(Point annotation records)
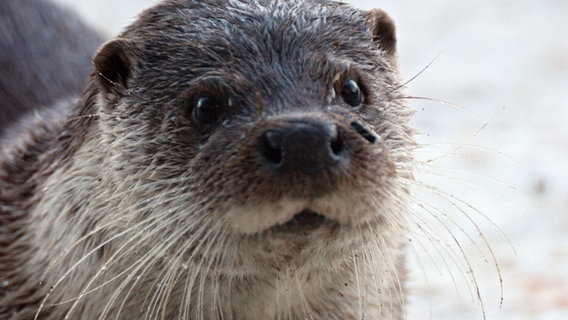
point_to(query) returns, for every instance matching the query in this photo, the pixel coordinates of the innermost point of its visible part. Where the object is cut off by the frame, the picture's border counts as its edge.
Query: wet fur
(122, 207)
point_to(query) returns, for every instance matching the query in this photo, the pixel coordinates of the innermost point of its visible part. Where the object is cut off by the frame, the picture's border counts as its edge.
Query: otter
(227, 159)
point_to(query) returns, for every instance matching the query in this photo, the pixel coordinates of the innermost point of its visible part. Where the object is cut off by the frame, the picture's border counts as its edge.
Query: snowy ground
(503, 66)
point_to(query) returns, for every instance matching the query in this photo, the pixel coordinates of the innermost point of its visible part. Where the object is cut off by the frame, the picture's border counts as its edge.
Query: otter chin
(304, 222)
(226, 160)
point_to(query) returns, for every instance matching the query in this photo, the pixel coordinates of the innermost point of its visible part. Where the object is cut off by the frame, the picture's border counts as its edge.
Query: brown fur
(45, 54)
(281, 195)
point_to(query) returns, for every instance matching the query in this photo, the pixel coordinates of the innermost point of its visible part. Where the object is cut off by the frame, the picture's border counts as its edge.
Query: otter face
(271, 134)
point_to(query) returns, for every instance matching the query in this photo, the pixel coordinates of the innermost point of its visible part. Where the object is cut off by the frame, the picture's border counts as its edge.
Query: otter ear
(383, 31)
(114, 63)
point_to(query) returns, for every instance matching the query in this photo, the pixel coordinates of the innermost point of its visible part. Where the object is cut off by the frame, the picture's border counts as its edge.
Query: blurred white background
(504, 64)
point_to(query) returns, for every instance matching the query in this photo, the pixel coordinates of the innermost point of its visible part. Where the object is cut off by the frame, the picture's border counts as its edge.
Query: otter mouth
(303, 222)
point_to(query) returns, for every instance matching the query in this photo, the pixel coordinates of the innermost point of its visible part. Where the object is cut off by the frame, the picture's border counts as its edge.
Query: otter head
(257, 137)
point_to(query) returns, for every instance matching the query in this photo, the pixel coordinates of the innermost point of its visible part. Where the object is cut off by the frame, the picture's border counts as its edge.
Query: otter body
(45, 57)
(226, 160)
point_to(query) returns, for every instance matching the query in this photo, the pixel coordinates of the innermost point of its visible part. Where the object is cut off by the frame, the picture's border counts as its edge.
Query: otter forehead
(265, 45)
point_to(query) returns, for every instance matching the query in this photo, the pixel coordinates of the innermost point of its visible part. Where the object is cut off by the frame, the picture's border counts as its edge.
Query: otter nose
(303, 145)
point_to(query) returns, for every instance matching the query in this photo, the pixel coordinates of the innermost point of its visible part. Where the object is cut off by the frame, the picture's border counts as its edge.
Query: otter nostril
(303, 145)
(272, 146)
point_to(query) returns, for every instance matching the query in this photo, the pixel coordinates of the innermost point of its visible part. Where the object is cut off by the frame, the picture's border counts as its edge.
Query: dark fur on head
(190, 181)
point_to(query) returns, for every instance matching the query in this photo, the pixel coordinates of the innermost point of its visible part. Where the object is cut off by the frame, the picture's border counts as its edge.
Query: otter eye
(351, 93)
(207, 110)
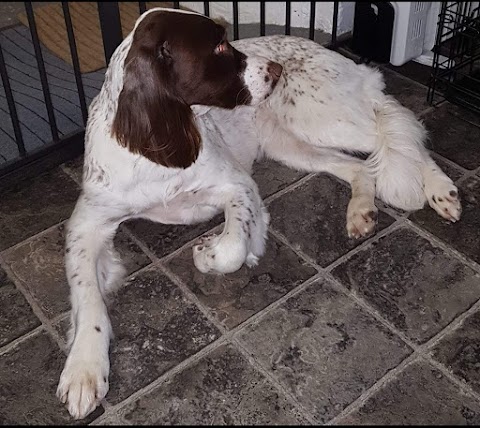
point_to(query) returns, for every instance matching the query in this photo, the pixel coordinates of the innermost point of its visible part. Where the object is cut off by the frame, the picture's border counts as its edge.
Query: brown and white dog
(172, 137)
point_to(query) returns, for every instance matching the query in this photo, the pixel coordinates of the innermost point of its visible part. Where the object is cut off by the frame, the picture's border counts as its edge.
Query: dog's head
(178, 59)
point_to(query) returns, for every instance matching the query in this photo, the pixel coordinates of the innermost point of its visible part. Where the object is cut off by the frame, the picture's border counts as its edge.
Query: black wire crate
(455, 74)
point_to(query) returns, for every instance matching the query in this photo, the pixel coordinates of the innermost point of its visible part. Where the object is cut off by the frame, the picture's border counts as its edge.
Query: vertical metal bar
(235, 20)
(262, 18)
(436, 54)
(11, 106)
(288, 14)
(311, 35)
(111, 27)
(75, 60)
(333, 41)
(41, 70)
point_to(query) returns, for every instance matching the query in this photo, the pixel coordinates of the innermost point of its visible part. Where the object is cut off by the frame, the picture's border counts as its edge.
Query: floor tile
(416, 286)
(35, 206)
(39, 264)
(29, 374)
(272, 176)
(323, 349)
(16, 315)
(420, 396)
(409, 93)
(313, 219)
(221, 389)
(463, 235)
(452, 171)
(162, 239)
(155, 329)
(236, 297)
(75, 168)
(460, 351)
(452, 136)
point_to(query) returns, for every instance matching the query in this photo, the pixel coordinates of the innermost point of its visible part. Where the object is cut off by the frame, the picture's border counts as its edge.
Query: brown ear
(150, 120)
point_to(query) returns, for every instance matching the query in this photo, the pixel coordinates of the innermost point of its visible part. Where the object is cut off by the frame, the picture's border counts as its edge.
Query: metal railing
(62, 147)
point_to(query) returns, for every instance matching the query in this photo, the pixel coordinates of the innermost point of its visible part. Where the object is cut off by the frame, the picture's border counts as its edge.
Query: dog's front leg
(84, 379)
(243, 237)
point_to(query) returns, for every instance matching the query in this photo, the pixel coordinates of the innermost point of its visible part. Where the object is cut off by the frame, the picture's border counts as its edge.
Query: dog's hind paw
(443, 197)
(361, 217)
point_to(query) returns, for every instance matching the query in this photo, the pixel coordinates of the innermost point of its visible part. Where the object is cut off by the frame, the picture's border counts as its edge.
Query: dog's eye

§ **Task**
Reproduce the material in full, word for word, and omit the pictures.

§ **The answer**
point_to(query) returns, for every instance matching the query in this photo, the pixel coordinates of the innermost point of its visible part. Where the object is cut off by the frame, the picture's border counts as its edge.
Query: wet fur
(122, 207)
point_to(query) returns, for every instance matching the query in this photo, the pixel coordinates of the innermost point of its visible part. Where the object is cut off by the frame, the picture's border counts as its edge.
Query: otter
(227, 159)
point_to(query) returns, for every instance matching the query in this photo, the pixel coordinates of the innermost point of its visible part. Where the object is cut off by the frame, the picture's border counts as its edge.
Query: snowy ground
(503, 66)
point_to(query) returns, for every instance matching the query in this photo, the pixel coordinates of the innermost point of its visible part. Where the object is cut off by the frame, the picture's border counts as its edge.
Query: otter chin
(304, 222)
(226, 160)
point_to(query) returns, for every instance matching the query in this photo, the pixel coordinates of the innermost point of its visible part. Where the object is cut off by the frame, the picture's border counts as its edge.
Query: brown fur
(45, 54)
(281, 195)
point_to(query) returns, for every instance matching the query in this photo, the pixel coordinates of the innermost point of its visible part. Where the object is cut off by the frame, the picture's border counts as its edge.
Query: otter face
(271, 134)
point_to(query) returns, for every instance matching the query in this photo, the pixel coordinates of the innermost point of its visible part. Where the object is cut off by the frame, the picture's border counts as its edge.
Query: otter ear
(383, 31)
(114, 63)
point_to(query) returns, for every instance matching the query in this photo, the pixel coordinates of the innermost point of its visible part. Where the object is cut off by the frame, the picture's border counts as its edge.
Query: blurred white background
(504, 64)
point_to(query) returns, for every instance matching the query in this photo, the pixel coordinates of the innermost point of its visible part. Where the object is cut off by the frame, the picture's border counts as its edge.
Query: otter mouth
(303, 222)
point_to(query) returns, for every instance matching the query in this photo, the pixel coordinates of the innermost point of its visible part. Where the object is cut off by the frame, the picture's border counts as its edge.
Query: otter head
(257, 137)
point_to(query) returns, for every instance matching the query in this photo, the pixel coordinates of the innermost point of its visible part. Where the object is cut off by the frame, the picture's border counts as its edge.
Query: otter body
(45, 57)
(226, 160)
point_to(query) returns, for every instance matching the query in this photo, the pixel coordinates of the innermost point of its visible part. Where the object is cut off by the frame, the picture's border counts as its edge.
Query: otter forehead
(265, 45)
point_to(query) returns, for every instance matching the query in this photo, the pixel coordinates of the innermost point of its visible part. Where the object is cut off by the frame, the picture's border counts as its edge.
Query: otter nose
(303, 145)
point_to(query) returns, for every instance matching the query in this photo, the pixel coordinates of the innermost point of its visible part. Where the object is cut off by the frame, the picture's border counts as its edge.
Query: otter nostril
(303, 145)
(272, 146)
point_to(query) returns, for every instance matching the query in this photo, the pixel coordinates of the innermost point of its visible part. Where the object is cut off by the frame, the picture's border counts as its edge.
Query: dark fur on head
(190, 181)
point_to(query) returns, for every instance matching the query in this photo, the pixel coordinates of the innermost point of its visible part. Where the object is cut off by the frame, the picture's border counts as its edge.
Query: otter eye
(351, 93)
(207, 110)
point_to(query) returns, for every instance matching the query in this photo, the pixel coordinates of the innermost point of its visible part. Where the object is cut off by the frame, the picture's border counts as its edge.
Query: brown and white dog
(172, 137)
point_to(query) returns, for every instance matching the query in this photo, the pixel coordinates of the innermost point of its visible part. Where the object is cut off by the frame, the picture's border counts as its edge.
Query: dog's head
(178, 59)
point_to(query) returns, for every instance matching the query in this photo, the pixel coordinates of the innermost point of its visible part. Where the object is cut off by the frame, the picture's border counts as its edge.
Query: black wire crate
(455, 74)
point_to(query) returns, for every instance matching the query in this photo, the pixel coordinates of the innermost point of its visible part. Where the object is cut off by the frame, the picture's border counts as its edge.
Query: vertical metal bar
(235, 20)
(262, 18)
(436, 54)
(11, 106)
(288, 14)
(311, 35)
(111, 27)
(75, 60)
(333, 41)
(41, 70)
point_to(query) returns, for every instance matching the query in this photo, the pixel coordinates of the innermost point of its visible part. Where the object is cut off by the frame, the picture's border counts as its edge.
Query: floor tile
(416, 286)
(35, 206)
(39, 264)
(29, 374)
(272, 176)
(323, 349)
(16, 315)
(420, 396)
(409, 93)
(313, 219)
(221, 389)
(463, 235)
(452, 171)
(162, 239)
(155, 329)
(236, 297)
(75, 168)
(460, 351)
(452, 136)
point_to(query) returns, for every instance matching the query in this photo, the pixel coordinates of the innermost point of its visible part. Where the object is cut off by the frame, the picture's border counts as its edge.
Query: brown ear
(150, 120)
point_to(query) returns, for every instance matching the query in this photo, the pixel coordinates of the innermost point of its visible part. Where the object is cut off by the frame, the picture's border counts as its edge.
Query: metal railing
(62, 147)
point_to(query) returns, for every instance matching the query in this photo, the pixel coordinates of the innermost point of its visible part. Where the object is cut off by the frame, the picture's border counts as its edge.
Query: dog's front leg
(84, 379)
(243, 237)
point_to(query) returns, for every instance matching the query in this photo, the pixel coordinates of the innermost point of its visible part. Where the object is cut off by the frame, the picture's border counts as its edge.
Query: dog's hind paw
(443, 197)
(361, 217)
point_to(query) returns, for every instance matching the query in this photo, the pixel coordinates of the innermost point of its visible part. Where the object is cut off by the frame, the picture's border counts as its edge.
Query: dog's eye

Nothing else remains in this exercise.